TASK DETAILS
Reproduce the data starting at the line containing "overcast sky -> masks, every instance" and continuing through the end of the data, substituting "leafless tree" for "bare tree" and leaving everything else unchanged.

start MATERIAL FOR THIS TASK

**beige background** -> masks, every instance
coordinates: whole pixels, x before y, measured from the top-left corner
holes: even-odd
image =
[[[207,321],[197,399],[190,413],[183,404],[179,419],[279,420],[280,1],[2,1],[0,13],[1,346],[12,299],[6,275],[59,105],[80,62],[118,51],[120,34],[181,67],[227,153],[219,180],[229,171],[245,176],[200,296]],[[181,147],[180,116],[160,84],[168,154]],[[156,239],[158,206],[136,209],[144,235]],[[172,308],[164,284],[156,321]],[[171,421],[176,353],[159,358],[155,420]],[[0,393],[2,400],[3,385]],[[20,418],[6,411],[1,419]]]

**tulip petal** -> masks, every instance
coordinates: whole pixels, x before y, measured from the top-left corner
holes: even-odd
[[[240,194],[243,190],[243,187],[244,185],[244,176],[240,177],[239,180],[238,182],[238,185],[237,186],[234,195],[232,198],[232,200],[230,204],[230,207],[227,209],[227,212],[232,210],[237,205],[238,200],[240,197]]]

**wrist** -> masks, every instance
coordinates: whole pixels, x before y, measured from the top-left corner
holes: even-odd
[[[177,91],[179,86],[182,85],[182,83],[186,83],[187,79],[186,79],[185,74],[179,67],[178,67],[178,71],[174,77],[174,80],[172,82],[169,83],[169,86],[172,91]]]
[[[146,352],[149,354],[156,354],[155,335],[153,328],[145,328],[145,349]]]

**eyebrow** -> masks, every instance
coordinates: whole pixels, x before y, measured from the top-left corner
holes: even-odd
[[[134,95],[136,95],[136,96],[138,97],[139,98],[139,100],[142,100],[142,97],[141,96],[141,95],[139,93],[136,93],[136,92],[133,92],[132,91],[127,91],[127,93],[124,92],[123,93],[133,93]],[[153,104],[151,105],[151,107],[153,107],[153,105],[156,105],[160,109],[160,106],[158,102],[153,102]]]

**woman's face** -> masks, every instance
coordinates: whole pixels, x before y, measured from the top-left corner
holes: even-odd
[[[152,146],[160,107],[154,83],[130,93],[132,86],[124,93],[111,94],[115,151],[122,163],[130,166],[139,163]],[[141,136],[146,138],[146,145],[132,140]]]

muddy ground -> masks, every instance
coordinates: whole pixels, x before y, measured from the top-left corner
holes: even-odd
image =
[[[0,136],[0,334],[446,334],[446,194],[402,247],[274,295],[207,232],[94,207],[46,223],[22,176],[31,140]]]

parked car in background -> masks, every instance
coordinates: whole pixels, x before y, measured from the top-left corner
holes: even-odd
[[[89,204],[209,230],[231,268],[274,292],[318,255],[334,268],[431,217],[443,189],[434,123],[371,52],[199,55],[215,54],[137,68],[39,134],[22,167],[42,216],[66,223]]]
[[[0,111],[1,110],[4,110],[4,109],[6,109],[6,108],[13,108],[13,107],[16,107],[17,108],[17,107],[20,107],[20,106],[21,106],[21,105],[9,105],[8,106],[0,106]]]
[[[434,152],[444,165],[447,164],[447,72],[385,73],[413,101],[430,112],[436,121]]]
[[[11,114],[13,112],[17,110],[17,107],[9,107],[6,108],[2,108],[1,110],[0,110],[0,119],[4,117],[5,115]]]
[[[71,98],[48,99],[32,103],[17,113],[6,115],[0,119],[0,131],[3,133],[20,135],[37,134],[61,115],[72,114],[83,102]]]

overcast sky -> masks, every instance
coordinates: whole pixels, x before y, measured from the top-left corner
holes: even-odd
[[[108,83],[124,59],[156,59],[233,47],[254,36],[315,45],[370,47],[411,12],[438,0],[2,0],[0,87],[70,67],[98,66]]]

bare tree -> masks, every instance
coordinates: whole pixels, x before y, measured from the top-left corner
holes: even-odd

end MATERIAL FOR THIS TASK

EXERCISE OUTPUT
overcast sky -> masks, every instance
coordinates: whole pixels, x before y, measured from the top-left corner
holes: even-odd
[[[108,83],[124,59],[156,59],[233,47],[254,36],[315,45],[370,47],[411,12],[438,0],[2,0],[0,87],[70,67],[98,66]]]

leafless tree -> masks, every instance
coordinates: whole pixels, x before y, measured from the top-left corner
holes: even-odd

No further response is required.